[BEGIN PASSAGE GIVEN]
On December 29, 2022, President Biden signed into law, as part of the Consolidated Appropriations Act of 2023, the SECURE 2.0 Act of 2022 (“SECURE Act 2.0”). SECURE Act 2.0 builds on 2019’s Setting Every Community Up for Retirement Enhancement Act (“SECURE Act”) in seeking to improve the level of retirement savings for workers. SECURE Act 2.0 is a sweeping piece of legislation with many complex provisions.
This Insight highlights some of the most significant provisions of SECURE Act 2.0 that apply to employer-sponsored 401(k) plans, including provisions relating to contributions, distributions, and administrative matters.
Matching Contributions for Student Loan Repayments (Effective for Plan Years Beginning After December 31, 2023)
One of the reasons proffered for younger workers failing to save for retirement is the financial burden of repaying student loans. Prior to SECURE Act 2.0, matching contributions could only be made for employee elective deferrals, and although the Internal Revenue Service (IRS) previously ruled that employer non-elective contributions can be conditioned upon student loan payments, that ruling did not extend to employer matching contributions. The SECURE Act 2.0 amendment allows employer matching contributions to be made with respect to qualified student loan repayments rather than (or in addition to) employee elective deferrals. Moreover, such matching contributions will count toward safe harbor 401(k) plan requirements and safe harbor automatic enrollment 401(k) plan requirements.
Qualified student loan repayments eligible for match cannot exceed the lesser of the maximum deferral limit under Internal Revenue Code (IRC) Section 402(g) (the maximum deferral limit, which is $22,500 in 2023) and IRC Section 415(c) (the maximum annual addition limit, which in 2023 is the lesser or $66,000 or 100 percent of the participant’s compensation). In addition, the participant must certify annually to the employer making the matching contribution that the loan repayments were actually made.
Increased Catch-Up Contributions for Older Participants (Effective for Taxable Years Beginning After December 31, 2024)
Congress previously attempted to remedy retirement savings deficiencies by allowing participants age 50 or older to make additional contributions beyond the limits specified in the IRC or under the terms of a plan document. These contributions, called “catch-up contributions,” remained at a fixed amount (subject to adjustment for inflation) and did not vary with the participant’s age. For 2023, the maximum catch-up contribution limit is $7,500.
The SECURE Act 2.0 introduces catch-up contribution limits that increase as the participant ages. Under SECURE Act 2.0, starting in 2025, the maximum catch-up contribution for participants who turn age 60-63 during the tax year will be the greater of $10,000 or 150 percent of the regular catch-up contribution for 2024 (as indexed for inflation). For tax years beginning in 2024, catch-up contributions for participants earning $145,000 or more annually must be made as Roth contributions.
Emergency Savings Account (Effective for Plan Years Beginning After December 31, 2023)
Although current law allows for in-service withdrawals from 401(k) plans in the event of hardship, there is no specific arrangement within a 401(k) plan for a separate emergency savings account (ESA). SECURE Act 2.0 specifically allows employers to provide an ESA for non-highly compensated employees under the plan, which must be funded with Roth contributions. The plan may automatically enroll eligible participants in an ESA at 3 percent of compensation.
[END PASSAGE GIVEN]
[BEGIN GIVEN ENTRIES]
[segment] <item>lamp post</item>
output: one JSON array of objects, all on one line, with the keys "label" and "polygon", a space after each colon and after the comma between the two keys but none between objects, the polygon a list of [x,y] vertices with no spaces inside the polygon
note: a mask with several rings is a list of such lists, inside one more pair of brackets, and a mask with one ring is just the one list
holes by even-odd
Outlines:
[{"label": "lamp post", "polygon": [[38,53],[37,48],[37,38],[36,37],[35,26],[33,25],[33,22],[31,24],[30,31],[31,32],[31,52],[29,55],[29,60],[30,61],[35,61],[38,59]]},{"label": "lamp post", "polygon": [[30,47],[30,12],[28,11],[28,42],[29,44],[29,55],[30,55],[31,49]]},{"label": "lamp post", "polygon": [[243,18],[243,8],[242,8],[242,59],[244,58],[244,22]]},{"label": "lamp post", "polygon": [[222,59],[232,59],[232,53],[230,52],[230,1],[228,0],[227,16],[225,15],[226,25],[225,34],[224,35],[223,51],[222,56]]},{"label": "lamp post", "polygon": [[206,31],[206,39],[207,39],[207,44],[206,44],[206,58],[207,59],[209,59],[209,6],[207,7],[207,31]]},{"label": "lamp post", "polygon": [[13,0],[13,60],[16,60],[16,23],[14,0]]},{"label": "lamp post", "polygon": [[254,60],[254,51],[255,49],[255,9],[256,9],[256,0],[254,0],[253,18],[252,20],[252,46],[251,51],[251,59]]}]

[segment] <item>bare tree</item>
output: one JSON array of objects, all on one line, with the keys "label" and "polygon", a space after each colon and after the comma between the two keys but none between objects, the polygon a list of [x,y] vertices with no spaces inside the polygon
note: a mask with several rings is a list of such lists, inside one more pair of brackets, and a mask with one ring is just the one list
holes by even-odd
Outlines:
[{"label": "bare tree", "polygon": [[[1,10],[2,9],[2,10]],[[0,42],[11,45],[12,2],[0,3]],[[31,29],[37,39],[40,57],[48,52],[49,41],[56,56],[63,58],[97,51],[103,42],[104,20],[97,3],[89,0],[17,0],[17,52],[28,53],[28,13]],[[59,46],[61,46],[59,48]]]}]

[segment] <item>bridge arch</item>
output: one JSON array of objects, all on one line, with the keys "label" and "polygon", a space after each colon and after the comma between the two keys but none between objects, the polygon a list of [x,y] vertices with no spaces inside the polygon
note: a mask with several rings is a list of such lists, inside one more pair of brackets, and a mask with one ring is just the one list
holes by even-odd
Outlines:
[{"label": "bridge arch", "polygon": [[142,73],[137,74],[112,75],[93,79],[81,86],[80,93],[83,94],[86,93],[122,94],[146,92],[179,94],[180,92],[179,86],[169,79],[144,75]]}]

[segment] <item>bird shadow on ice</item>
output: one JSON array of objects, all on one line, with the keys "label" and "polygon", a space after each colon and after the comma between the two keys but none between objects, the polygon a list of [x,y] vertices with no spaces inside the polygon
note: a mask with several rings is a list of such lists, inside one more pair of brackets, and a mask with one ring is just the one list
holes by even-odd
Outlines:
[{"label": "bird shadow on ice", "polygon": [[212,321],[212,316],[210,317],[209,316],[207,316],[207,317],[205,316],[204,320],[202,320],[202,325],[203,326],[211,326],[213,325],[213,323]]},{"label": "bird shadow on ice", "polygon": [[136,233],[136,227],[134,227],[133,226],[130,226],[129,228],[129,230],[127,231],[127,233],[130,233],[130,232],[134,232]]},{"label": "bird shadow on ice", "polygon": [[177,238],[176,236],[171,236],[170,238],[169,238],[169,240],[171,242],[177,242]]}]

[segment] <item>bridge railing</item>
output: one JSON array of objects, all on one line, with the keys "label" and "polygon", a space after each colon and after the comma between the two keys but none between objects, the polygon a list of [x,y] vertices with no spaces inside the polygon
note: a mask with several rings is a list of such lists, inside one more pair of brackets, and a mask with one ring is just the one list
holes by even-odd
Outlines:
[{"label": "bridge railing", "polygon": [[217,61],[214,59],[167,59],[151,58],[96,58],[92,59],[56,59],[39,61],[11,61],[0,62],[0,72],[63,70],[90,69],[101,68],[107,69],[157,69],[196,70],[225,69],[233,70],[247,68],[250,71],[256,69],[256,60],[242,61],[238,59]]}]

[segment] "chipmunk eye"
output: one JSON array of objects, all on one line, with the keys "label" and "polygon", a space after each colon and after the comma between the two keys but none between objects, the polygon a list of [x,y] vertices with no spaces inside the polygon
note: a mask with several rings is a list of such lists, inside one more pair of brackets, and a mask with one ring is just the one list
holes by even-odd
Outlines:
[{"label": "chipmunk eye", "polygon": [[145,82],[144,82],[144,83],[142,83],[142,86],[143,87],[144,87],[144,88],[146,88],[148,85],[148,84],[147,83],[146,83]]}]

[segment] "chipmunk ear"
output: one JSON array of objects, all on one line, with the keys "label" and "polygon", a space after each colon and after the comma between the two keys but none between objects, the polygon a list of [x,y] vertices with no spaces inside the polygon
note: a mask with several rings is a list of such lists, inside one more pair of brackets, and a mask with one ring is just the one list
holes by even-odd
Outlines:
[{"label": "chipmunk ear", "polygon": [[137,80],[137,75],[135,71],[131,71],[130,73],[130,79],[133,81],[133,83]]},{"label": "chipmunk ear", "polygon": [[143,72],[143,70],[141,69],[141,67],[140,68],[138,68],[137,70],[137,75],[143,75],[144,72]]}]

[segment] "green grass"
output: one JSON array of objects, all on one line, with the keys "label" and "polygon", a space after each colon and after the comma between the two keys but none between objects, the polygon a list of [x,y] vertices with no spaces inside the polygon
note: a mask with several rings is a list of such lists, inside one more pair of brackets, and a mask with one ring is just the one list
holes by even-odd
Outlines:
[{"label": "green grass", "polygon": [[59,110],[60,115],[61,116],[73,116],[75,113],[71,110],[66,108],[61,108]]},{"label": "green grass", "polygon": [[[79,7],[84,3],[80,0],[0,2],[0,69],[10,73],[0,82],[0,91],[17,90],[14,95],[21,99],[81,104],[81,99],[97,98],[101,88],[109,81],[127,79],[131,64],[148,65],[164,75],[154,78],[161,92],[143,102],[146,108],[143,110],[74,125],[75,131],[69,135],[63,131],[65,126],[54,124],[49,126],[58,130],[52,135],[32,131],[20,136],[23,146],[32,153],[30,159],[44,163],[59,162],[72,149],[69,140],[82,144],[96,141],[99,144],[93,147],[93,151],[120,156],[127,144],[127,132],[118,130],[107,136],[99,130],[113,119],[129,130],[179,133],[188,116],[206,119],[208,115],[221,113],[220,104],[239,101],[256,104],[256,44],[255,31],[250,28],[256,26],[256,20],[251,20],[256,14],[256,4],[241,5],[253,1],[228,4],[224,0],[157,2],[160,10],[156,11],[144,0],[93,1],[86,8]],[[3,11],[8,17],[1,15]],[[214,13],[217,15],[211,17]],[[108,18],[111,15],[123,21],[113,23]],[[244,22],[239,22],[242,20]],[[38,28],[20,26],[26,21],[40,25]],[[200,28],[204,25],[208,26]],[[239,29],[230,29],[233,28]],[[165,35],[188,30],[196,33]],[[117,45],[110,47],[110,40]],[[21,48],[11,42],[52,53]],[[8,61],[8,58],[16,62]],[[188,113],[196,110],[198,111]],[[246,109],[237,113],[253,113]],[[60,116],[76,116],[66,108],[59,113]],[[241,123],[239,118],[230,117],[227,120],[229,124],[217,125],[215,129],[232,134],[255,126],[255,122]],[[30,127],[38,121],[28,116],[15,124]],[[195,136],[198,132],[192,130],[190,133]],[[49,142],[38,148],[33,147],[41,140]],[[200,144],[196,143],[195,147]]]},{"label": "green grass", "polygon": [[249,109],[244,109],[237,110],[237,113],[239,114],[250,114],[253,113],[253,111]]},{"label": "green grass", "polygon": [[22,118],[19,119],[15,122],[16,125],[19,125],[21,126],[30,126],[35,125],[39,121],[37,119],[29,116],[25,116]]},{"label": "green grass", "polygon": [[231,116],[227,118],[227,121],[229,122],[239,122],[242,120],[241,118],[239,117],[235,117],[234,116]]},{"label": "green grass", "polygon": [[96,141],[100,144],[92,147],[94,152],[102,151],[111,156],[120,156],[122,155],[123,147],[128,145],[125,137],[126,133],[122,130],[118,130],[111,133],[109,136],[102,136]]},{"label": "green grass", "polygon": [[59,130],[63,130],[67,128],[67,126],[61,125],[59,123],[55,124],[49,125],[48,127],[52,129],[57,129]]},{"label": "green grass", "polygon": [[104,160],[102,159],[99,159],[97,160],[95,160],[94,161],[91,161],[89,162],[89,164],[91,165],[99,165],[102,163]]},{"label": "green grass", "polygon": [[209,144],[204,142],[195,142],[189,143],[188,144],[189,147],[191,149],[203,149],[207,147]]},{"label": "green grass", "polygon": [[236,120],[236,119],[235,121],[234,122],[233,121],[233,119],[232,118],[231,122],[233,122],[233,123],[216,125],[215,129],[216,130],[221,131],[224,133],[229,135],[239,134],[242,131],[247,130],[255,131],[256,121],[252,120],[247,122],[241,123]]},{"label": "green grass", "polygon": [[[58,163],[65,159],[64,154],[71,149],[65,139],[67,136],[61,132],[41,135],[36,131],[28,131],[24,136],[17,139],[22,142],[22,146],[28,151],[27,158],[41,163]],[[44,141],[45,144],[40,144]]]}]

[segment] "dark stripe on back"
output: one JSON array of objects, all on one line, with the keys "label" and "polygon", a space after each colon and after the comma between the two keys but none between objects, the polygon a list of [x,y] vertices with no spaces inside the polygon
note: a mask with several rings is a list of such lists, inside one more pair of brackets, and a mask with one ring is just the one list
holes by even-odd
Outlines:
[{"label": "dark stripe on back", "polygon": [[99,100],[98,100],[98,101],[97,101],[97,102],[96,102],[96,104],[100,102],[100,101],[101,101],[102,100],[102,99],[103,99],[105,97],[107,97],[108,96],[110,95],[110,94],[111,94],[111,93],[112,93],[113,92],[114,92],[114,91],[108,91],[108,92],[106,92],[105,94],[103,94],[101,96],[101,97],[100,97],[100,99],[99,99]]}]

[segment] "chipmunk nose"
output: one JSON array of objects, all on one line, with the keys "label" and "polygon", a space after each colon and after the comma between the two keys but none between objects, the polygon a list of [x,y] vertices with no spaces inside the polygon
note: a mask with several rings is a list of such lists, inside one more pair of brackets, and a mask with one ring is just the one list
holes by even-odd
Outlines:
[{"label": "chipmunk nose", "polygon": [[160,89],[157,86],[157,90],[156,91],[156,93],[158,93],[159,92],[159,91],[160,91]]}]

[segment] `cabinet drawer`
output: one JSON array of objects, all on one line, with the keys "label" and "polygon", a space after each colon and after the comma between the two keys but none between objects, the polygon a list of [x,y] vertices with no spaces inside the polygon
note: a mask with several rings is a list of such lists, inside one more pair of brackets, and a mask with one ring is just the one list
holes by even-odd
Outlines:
[END GIVEN ENTRIES]
- **INSTRUCTIONS TO FOLLOW**
According to the passage on SECURE Act 2.0, what is the maximum catch-up contribution limit for 2023? The dataset entries play no part in the task.

- **PROBLEM SOLUTION**
$7,500